=== What the task asks ===
Output verbatim the lines in the entries below from the line containing "target: bombed out building facade" through the line containing "task: trace the outline of every instance of the bombed", both included, and nothing else.

=== Data excerpts ===
--- Start ---
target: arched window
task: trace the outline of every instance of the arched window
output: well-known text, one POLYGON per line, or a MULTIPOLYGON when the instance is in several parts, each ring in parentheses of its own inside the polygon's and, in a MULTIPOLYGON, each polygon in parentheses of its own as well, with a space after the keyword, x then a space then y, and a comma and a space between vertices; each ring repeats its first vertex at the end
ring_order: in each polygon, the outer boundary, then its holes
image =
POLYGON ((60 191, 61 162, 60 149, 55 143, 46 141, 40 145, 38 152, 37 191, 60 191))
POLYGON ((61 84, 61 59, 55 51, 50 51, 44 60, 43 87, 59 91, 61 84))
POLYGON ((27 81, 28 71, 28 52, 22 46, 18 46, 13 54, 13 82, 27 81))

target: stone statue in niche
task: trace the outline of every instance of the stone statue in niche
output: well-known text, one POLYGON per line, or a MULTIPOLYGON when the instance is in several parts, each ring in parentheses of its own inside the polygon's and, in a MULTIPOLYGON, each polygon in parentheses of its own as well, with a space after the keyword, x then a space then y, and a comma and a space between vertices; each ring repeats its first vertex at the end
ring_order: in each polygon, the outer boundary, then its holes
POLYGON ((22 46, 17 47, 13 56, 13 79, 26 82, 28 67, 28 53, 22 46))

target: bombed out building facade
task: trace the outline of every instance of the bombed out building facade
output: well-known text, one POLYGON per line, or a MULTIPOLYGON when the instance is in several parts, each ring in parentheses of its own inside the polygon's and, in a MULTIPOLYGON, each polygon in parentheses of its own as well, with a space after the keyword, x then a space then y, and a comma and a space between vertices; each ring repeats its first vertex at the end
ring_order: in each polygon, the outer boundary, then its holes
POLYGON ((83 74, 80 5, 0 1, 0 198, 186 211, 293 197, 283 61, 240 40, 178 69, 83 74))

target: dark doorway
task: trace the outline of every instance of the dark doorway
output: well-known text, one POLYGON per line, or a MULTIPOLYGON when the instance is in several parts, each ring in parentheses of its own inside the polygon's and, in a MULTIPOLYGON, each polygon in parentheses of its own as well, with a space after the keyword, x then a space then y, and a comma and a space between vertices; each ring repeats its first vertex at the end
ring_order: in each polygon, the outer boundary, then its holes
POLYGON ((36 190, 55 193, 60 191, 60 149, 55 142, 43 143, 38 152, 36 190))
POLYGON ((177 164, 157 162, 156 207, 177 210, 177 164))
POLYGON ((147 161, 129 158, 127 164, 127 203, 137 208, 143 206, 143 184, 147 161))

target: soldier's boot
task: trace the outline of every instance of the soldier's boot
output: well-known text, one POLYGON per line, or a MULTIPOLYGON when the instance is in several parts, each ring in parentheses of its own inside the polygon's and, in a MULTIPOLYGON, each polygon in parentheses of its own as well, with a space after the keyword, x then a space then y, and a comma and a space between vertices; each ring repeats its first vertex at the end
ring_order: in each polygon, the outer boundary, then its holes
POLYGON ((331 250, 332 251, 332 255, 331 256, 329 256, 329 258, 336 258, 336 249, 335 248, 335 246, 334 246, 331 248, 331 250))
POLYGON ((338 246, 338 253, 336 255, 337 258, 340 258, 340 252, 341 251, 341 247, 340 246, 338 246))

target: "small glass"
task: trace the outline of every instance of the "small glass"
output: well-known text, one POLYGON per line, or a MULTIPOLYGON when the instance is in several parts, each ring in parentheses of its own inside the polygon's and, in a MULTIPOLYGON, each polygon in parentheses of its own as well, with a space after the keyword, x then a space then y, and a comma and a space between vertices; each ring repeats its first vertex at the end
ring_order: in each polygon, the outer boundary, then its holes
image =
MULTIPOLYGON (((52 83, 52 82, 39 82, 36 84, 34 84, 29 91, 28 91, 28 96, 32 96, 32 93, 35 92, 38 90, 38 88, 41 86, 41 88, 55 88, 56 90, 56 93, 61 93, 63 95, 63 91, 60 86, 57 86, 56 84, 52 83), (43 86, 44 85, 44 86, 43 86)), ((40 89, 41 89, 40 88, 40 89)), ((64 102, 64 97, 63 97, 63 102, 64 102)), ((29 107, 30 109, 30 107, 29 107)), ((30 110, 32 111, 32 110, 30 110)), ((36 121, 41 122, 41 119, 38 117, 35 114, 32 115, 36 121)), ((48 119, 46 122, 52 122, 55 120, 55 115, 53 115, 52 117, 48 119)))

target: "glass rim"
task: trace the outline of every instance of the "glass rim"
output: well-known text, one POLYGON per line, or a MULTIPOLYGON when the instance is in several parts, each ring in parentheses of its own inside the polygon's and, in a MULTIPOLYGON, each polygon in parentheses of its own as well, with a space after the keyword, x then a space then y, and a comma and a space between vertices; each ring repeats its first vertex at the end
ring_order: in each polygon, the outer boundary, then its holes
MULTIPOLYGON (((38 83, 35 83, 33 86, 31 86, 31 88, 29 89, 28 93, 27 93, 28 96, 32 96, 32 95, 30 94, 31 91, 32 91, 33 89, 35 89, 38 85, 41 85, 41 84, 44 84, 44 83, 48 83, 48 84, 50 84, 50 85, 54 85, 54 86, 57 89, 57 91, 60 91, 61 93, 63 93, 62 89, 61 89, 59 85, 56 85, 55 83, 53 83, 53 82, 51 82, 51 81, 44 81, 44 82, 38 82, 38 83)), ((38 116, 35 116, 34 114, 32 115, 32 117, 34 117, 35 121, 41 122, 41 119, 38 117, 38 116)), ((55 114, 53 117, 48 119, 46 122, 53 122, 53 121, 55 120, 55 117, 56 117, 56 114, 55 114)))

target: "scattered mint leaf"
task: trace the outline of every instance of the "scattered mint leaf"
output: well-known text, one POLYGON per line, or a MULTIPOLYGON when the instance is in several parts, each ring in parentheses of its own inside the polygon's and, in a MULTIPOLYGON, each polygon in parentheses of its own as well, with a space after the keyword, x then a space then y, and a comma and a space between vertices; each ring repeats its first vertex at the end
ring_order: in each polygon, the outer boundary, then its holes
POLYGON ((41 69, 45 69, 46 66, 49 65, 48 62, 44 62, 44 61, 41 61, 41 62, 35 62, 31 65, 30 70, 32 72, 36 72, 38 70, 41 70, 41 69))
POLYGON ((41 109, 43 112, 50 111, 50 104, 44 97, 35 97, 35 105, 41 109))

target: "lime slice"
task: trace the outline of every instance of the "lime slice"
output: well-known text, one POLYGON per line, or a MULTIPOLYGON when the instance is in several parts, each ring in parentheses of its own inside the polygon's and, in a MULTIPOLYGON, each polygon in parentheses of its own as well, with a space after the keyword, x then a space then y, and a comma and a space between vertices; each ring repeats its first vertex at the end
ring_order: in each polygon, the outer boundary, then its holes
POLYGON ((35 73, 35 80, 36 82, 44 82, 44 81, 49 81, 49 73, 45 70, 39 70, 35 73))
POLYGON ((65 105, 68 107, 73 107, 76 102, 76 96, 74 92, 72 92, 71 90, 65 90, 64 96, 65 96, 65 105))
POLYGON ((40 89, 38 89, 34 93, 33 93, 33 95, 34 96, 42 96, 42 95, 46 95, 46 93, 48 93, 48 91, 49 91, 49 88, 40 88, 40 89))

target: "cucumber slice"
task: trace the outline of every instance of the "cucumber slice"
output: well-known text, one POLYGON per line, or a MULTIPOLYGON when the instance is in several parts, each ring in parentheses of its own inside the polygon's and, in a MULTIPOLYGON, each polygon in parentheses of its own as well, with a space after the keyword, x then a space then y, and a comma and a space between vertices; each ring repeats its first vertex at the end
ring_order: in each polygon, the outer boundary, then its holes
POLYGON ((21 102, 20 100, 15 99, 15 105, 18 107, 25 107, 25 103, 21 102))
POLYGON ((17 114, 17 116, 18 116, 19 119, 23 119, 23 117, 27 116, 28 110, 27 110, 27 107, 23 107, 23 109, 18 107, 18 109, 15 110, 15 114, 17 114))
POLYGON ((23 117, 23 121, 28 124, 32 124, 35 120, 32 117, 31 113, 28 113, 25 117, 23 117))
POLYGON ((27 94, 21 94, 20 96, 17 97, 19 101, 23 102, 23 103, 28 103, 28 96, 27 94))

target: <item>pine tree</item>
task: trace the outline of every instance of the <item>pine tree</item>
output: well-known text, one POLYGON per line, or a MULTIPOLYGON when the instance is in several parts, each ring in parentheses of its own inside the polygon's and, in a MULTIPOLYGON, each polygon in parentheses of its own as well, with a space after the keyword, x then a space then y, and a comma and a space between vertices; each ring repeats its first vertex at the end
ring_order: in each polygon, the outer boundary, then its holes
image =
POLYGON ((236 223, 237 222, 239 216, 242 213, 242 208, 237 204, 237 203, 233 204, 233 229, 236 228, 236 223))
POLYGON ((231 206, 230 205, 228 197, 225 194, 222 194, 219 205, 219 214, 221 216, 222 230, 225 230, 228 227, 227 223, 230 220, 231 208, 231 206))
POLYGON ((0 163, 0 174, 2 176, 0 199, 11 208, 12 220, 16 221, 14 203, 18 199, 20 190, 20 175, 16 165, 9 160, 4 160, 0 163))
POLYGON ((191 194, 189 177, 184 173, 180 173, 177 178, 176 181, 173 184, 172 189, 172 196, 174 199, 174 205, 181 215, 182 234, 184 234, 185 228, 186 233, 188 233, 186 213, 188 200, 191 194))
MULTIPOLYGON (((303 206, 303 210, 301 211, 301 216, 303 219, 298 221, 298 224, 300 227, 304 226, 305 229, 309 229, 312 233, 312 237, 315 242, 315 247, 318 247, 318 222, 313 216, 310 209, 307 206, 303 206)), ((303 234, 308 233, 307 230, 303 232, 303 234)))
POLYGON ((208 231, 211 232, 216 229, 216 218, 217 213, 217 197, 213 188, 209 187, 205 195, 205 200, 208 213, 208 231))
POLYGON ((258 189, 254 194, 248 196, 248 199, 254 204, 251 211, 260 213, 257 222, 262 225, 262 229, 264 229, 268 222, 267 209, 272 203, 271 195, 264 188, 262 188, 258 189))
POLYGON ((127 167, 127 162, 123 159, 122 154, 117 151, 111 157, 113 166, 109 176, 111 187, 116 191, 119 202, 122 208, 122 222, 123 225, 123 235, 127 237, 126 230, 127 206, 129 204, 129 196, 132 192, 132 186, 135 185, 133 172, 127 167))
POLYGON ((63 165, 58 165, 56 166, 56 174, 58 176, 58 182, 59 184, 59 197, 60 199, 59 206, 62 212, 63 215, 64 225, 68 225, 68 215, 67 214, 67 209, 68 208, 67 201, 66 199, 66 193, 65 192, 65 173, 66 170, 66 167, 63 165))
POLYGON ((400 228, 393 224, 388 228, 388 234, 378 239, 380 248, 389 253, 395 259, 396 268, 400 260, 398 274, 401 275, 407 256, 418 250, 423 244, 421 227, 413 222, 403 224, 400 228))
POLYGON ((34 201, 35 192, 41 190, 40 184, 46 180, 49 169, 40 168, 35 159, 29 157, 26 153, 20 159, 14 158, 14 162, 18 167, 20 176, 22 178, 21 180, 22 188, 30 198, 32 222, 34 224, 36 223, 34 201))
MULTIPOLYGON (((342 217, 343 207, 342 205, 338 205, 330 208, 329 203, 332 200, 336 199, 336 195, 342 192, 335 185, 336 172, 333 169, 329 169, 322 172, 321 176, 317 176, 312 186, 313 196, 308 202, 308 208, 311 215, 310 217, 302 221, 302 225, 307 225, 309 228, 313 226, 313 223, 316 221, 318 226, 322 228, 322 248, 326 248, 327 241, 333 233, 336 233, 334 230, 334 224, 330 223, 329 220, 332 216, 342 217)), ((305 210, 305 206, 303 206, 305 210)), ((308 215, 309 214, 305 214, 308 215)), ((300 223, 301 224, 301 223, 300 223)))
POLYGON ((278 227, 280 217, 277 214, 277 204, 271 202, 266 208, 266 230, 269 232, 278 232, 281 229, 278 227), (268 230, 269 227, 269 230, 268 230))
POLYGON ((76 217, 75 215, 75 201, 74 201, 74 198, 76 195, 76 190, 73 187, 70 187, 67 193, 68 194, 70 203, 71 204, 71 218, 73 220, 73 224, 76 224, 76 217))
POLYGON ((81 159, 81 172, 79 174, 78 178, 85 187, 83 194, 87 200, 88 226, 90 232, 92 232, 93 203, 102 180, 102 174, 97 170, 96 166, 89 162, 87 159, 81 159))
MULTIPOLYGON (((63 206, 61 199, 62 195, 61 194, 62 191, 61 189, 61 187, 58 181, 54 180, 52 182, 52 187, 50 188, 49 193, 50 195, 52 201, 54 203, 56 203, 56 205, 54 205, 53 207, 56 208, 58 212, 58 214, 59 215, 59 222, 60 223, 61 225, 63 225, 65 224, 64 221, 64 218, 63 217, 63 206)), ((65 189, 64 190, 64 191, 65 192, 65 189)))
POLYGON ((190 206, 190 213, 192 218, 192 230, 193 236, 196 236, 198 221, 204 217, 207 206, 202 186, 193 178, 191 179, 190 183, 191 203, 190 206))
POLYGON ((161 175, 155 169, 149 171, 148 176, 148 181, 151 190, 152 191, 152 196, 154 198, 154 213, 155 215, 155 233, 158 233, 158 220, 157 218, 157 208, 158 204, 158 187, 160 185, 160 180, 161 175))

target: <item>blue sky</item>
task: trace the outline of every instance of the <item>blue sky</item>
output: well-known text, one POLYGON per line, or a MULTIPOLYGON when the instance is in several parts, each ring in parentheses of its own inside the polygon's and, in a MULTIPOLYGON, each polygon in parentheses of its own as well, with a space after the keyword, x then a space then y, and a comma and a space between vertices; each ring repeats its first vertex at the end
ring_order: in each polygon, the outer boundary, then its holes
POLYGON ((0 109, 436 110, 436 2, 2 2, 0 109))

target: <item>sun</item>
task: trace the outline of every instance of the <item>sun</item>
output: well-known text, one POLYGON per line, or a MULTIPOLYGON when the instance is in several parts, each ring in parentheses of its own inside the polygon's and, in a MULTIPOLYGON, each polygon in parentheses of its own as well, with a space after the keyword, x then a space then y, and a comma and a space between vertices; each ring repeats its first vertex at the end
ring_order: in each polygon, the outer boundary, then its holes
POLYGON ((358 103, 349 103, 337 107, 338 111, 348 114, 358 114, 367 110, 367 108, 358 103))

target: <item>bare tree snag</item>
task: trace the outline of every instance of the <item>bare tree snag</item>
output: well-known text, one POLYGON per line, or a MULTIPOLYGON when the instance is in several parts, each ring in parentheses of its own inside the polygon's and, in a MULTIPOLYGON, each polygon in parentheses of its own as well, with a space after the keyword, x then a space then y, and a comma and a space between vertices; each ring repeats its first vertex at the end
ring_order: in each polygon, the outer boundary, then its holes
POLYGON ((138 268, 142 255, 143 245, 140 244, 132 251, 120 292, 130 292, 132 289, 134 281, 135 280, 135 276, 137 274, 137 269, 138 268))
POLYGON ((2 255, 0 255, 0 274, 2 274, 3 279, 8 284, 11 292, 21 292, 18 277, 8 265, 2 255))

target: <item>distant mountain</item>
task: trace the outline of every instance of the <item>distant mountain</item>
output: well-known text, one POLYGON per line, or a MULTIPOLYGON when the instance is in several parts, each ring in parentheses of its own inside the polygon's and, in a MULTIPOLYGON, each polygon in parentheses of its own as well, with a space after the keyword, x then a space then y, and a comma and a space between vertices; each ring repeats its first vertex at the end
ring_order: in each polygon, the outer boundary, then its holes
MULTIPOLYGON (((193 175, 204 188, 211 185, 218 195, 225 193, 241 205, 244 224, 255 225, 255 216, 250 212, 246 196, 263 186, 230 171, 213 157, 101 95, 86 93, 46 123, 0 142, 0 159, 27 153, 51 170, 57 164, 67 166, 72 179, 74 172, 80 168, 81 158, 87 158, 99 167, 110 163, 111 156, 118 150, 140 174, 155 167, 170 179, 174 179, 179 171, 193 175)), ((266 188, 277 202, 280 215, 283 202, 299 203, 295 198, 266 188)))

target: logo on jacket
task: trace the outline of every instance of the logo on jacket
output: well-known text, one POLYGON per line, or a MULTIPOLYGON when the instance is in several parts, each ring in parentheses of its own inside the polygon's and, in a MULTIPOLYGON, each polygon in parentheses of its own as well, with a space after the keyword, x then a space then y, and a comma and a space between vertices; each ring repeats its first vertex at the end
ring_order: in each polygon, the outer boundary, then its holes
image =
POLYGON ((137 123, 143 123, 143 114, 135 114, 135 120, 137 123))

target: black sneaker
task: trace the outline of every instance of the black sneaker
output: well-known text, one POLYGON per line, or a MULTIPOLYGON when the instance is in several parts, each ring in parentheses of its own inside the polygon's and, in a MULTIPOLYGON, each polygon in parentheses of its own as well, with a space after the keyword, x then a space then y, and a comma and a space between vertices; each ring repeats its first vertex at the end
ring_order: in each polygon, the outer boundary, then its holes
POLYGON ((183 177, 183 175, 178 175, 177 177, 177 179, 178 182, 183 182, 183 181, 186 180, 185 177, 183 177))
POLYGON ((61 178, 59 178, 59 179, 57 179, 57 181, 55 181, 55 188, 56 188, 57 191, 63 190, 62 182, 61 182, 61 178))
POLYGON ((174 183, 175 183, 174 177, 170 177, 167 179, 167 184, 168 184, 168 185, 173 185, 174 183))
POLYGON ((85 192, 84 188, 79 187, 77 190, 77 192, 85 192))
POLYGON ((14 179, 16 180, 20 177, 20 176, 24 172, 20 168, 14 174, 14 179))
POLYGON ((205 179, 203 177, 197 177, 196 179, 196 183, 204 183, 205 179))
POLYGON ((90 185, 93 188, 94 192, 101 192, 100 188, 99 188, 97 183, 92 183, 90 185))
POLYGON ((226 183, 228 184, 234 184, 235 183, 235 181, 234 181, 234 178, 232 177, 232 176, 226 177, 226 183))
--- End ---
=== Written response ===
target: bombed out building facade
task: trace the outline of every instance of the bombed out building facade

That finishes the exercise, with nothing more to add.